In at last! After an extremely difficult winter, with farm staff involved in construction work whenever available, we are in the new milking parlour.

Our attempts to make it light, airy and inviting were successful. After the first milking, which was very fraught, every cow walked in on their own, bar two. I was very pleased, since I did not want to have to use a backing gate. This can cause lameness, due to cows at the back scrabbling.

One of the major reasons to encourage the cows in was probably the rubber matting on the standings. Although horrendously expensive, this has paid off, in that cows come in readily; unfortunately, when they exit, they turn round and want to come in again. They even try to get into the parlour during the day.

Milking time halved

Milking time has halved, from a three-hour sprint in an 8:8, to a one-and-a-half hour amble in a computerised 20:20. You can now leave the parlour not feeling exhausted. The parlour was commissioned to be all singing and dancing – auto ID, auto caking, auto cluster removal, auto flush and also three-way auto segregation.

__________________________________________________

Exercise instructions ::
(1) In the milking parlour text, how long does milking take in the new computerized 20:20 parlour?
(2) Extract the stretch of the milking parlour text from "In at last!" through "the back scrabbling.".

__________________________________________________

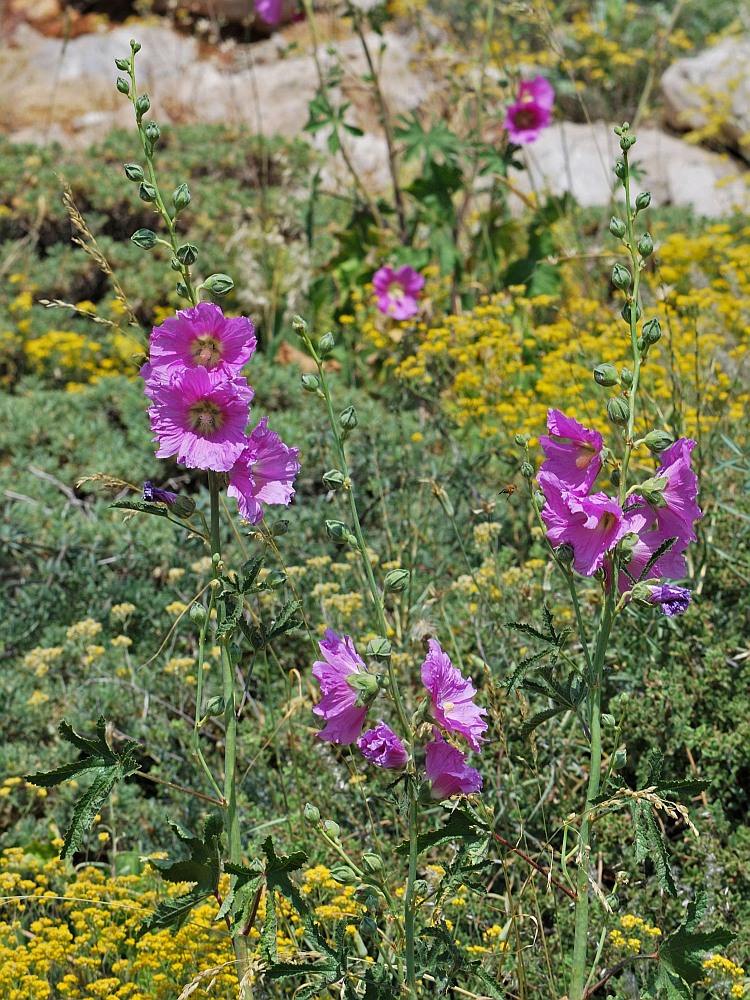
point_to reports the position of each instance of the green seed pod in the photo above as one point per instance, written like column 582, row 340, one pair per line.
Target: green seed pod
column 606, row 375
column 218, row 284
column 181, row 198
column 657, row 441
column 645, row 245
column 326, row 344
column 133, row 171
column 145, row 239
column 146, row 191
column 348, row 418
column 396, row 580
column 651, row 331
column 187, row 254
column 312, row 813
column 618, row 410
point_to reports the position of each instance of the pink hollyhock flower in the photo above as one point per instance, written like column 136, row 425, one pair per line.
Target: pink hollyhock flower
column 572, row 452
column 452, row 697
column 532, row 112
column 199, row 337
column 338, row 704
column 263, row 473
column 199, row 418
column 383, row 747
column 397, row 291
column 446, row 768
column 591, row 525
column 677, row 519
column 672, row 600
column 269, row 10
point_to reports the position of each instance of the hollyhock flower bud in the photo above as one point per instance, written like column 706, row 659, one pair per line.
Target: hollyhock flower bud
column 447, row 771
column 531, row 112
column 381, row 746
column 398, row 291
column 338, row 705
column 572, row 453
column 452, row 697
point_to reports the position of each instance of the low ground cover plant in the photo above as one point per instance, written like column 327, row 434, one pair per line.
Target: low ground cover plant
column 433, row 700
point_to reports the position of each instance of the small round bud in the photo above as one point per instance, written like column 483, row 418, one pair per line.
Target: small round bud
column 326, row 344
column 348, row 418
column 145, row 239
column 218, row 284
column 621, row 277
column 396, row 580
column 146, row 191
column 657, row 441
column 181, row 198
column 198, row 615
column 133, row 171
column 651, row 331
column 618, row 410
column 215, row 705
column 606, row 375
column 312, row 813
column 378, row 648
column 333, row 479
column 645, row 245
column 626, row 312
column 187, row 254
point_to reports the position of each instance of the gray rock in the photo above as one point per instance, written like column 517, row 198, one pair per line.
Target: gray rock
column 579, row 159
column 713, row 84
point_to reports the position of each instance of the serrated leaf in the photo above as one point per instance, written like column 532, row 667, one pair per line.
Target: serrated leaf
column 172, row 913
column 460, row 826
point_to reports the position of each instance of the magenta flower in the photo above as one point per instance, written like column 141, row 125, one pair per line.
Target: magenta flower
column 152, row 494
column 263, row 473
column 397, row 291
column 199, row 337
column 383, row 747
column 572, row 452
column 200, row 418
column 532, row 112
column 446, row 768
column 338, row 704
column 452, row 697
column 269, row 10
column 672, row 600
column 591, row 525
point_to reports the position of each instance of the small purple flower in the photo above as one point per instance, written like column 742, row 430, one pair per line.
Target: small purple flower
column 383, row 747
column 200, row 418
column 152, row 494
column 263, row 473
column 452, row 697
column 532, row 112
column 338, row 704
column 397, row 291
column 269, row 10
column 591, row 525
column 572, row 452
column 446, row 768
column 201, row 337
column 672, row 600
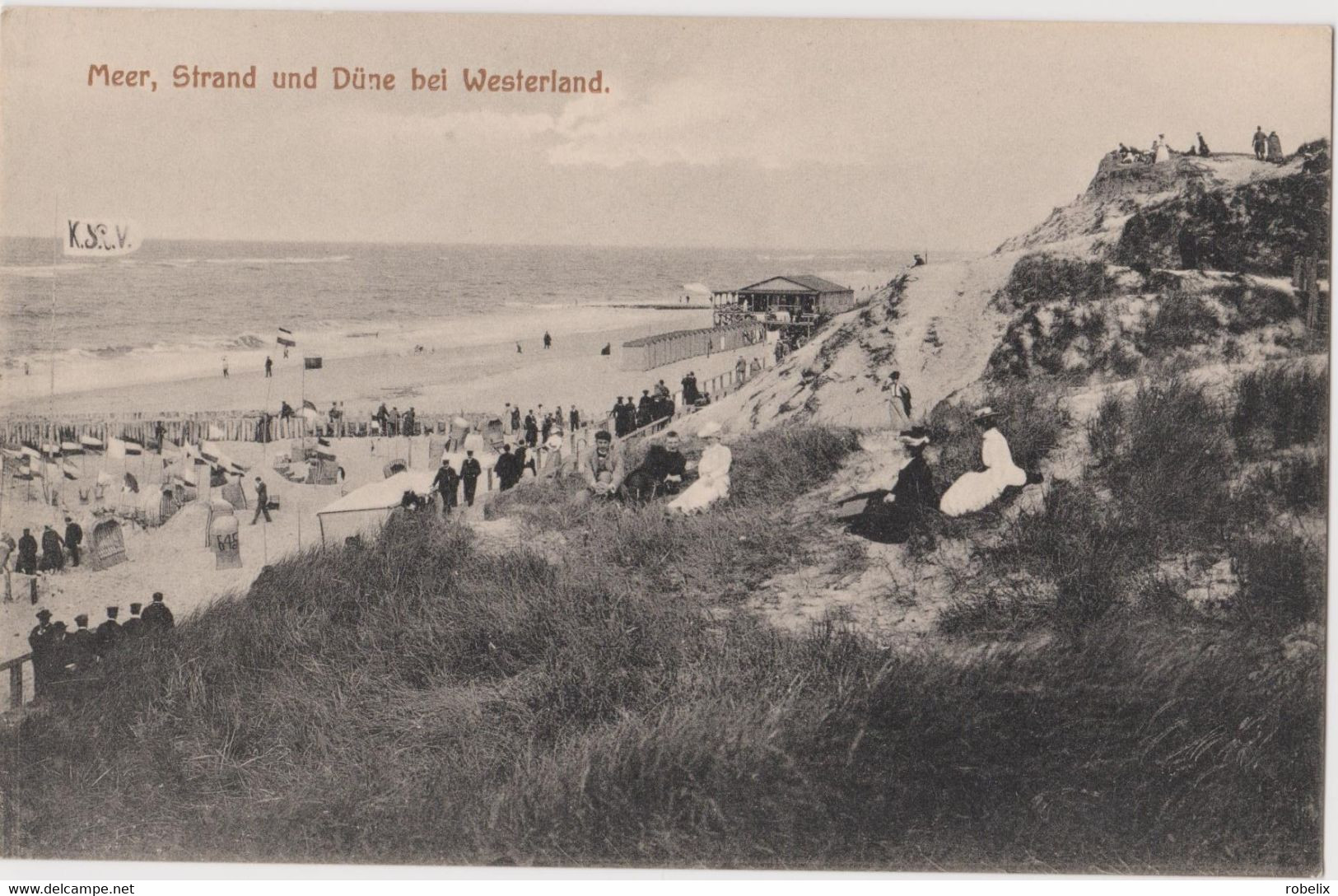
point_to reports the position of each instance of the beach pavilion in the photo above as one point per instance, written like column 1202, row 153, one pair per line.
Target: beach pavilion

__________________________________________________

Answers per task ::
(1) About one and a half hours.

(2)
In at last! After an extremely difficult winter, with farm staff involved in construction work whenever available, we are in the new milking parlour.

Our attempts to make it light, airy and inviting were successful. After the first milking, which was very fraught, every cow walked in on their own, bar two. I was very pleased, since I did not want to have to use a backing gate. This can cause lameness, due to cows at the back scrabbling.